- PASSAGE SHOWN -
Start

This is Common Core State Standards Support Video for Mathematics. The standard is 4.NF.3 and there are actually four components; a, b, c, and d. The first part of the standard states: understand a fraction a/b with a > 1 as a sum of fractions 1/b. Part a: Understand addition and subtraction of fractions as joining and separating parts referring to the same whole. Part b: Decompose a fraction into a sum of fractions with the same denominator in more than one way, recording each decomposition by an equation. Justify decompositions by using a visual fraction model. So for example, 4/7 would be 1/7 + 1/7 + 1/7 + 1/7, and so forth. Part c: Add and subtract mixed numbers with like denominators, by replacing each mixed number with an equivalent fraction, and/or by using properties of operations and the relationship between addition and subtraction. Finally, Part d: Solve word problems involving addition and subtraction of fractions referring to the same whole and having like denominators, by using visual fraction models and equations to represent the problem.

End

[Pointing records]
Start

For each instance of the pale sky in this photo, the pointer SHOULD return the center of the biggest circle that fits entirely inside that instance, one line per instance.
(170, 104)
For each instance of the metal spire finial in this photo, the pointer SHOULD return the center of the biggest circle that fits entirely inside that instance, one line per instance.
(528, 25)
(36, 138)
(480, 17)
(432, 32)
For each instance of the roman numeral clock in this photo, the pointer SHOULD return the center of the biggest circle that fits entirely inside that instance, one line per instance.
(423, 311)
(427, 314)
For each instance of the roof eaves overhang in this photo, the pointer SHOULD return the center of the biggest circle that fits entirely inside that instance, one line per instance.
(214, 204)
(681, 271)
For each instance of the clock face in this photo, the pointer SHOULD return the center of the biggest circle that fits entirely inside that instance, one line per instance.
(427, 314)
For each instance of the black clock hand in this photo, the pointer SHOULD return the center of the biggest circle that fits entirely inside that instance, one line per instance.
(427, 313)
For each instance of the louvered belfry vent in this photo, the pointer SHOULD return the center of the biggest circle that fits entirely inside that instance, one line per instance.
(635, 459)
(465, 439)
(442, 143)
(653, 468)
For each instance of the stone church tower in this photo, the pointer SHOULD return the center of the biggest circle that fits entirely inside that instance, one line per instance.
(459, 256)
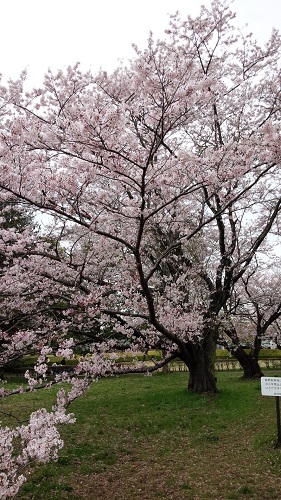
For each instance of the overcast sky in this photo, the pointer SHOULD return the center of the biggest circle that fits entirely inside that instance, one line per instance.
(37, 34)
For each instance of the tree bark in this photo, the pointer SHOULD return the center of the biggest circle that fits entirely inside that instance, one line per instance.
(249, 362)
(201, 365)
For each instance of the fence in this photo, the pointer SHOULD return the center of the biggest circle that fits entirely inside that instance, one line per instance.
(228, 364)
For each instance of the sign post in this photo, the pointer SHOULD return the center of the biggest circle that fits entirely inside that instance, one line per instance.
(271, 386)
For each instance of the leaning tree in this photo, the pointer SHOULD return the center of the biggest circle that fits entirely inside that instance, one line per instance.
(134, 169)
(181, 141)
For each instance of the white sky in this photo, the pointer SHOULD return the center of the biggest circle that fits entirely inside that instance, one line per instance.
(37, 34)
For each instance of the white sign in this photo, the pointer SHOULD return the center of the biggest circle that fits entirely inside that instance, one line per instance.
(271, 386)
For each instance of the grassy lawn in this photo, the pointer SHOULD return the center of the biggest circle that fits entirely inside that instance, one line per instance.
(140, 437)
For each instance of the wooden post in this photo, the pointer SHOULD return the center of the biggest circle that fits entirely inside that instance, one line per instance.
(278, 442)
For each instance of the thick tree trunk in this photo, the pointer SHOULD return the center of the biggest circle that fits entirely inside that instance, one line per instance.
(249, 362)
(201, 364)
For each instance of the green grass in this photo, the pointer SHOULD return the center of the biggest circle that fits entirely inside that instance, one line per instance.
(140, 437)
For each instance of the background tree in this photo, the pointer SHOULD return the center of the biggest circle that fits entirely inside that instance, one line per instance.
(255, 309)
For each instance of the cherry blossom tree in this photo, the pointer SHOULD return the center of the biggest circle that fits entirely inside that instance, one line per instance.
(173, 157)
(182, 137)
(255, 309)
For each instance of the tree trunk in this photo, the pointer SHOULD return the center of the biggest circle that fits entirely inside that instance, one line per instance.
(201, 364)
(249, 362)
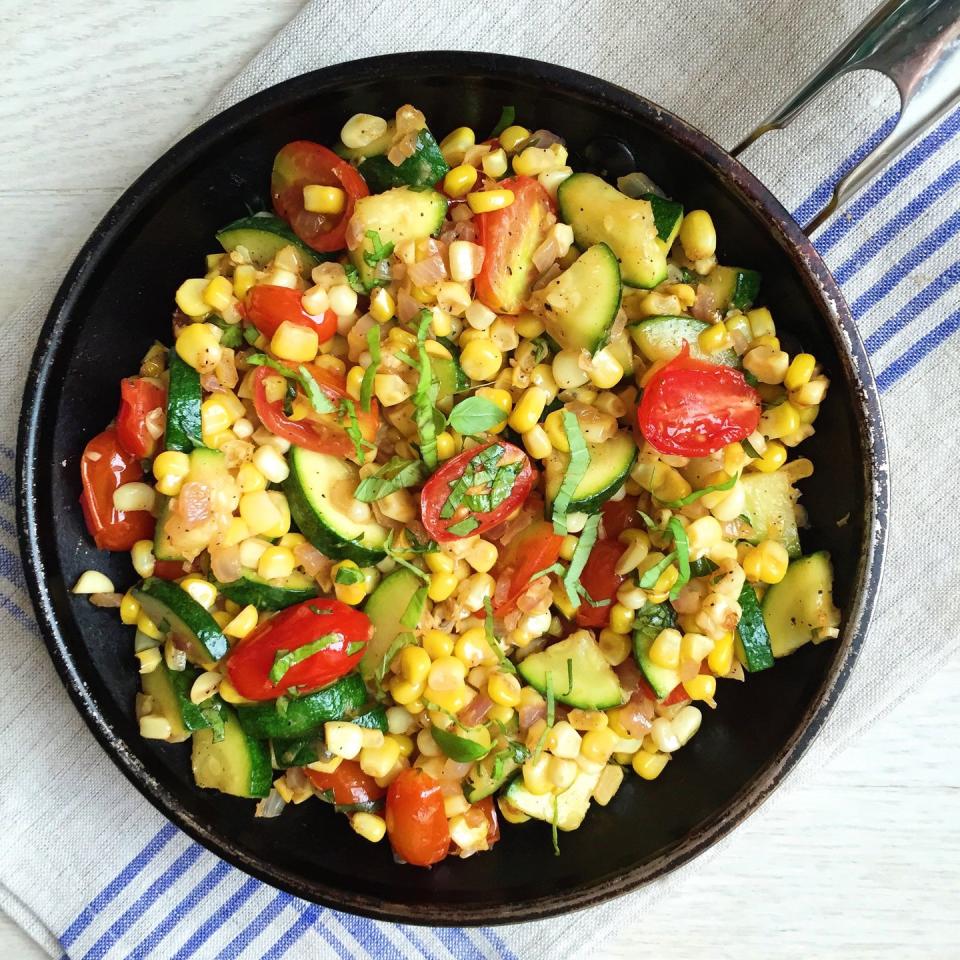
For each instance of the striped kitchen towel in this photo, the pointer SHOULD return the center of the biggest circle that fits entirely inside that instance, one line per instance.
(92, 871)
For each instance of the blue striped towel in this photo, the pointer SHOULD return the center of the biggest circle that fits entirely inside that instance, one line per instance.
(92, 871)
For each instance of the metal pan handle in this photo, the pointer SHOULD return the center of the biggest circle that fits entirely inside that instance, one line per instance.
(916, 43)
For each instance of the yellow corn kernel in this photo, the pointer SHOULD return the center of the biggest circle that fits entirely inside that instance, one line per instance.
(598, 744)
(761, 323)
(481, 359)
(485, 201)
(322, 199)
(779, 421)
(441, 586)
(665, 650)
(701, 687)
(456, 143)
(438, 644)
(698, 236)
(242, 623)
(621, 618)
(460, 180)
(142, 558)
(295, 343)
(614, 646)
(512, 137)
(720, 658)
(198, 346)
(189, 297)
(129, 609)
(649, 765)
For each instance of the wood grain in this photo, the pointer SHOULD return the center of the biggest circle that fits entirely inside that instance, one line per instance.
(862, 862)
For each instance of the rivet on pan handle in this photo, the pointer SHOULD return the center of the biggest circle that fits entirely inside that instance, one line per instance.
(916, 43)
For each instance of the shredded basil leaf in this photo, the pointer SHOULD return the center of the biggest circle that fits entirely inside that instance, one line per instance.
(576, 468)
(581, 553)
(285, 659)
(366, 385)
(396, 474)
(697, 494)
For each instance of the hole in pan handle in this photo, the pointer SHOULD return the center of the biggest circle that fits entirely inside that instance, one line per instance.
(916, 43)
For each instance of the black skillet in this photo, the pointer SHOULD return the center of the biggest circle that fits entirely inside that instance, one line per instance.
(116, 299)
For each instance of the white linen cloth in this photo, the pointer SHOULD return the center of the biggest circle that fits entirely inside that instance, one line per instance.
(114, 879)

End

- TASK BRIEF -
Write the next part of the passage on math standard 4.NF.3, starting right after its final sentence. The listing comes from a separate source and has no connection to the passage on fraction standard 4.NF.3.

- TASK ANSWER -
First off, in adding and subtracting fractions, students must understand a huge assumption in the symbolism that is actually stated in Part a, and that’s the idea of the same whole. So for example, if we had 1/6 + 1/6, there’s no way it can be this kind of scenario where we’re talking about two totally different objects and parts. Even when they are the same objects, like here, they’re both circles and their interiors, the slices are not the same size. So I cannot add this sixth with this sixth.

We focus on Part 3a that states: Understand addition and subtraction of fractions as joining and separating parts referring to the same whole. Again, that’s very important. Here we can combine this sixth and this sixth, and likewise over here, I can combine this sixth with that sixth, because they are parts of the same whole. Of course this applies to subtraction also. Let’s say we have 3/6, and we’re going to subtract 1/6. Well we can subtract this because, again, they are equal-sized parts of the same whole, which leaves us in this case with 2/6. The standard does talk about the same whole, but it is important to realize that we can also be talking about congruent wholes. As long as I know that this rectangular figure and this rectangular figure are congruent, then I can combine these equal-sized parts, this 1/6 with this 1/6. Same situation here; as long as I know that these 2 hexagons are congruent to each other and of course, that the parts are divided equally the same way, then I can combine this 1/6 with this 1/6.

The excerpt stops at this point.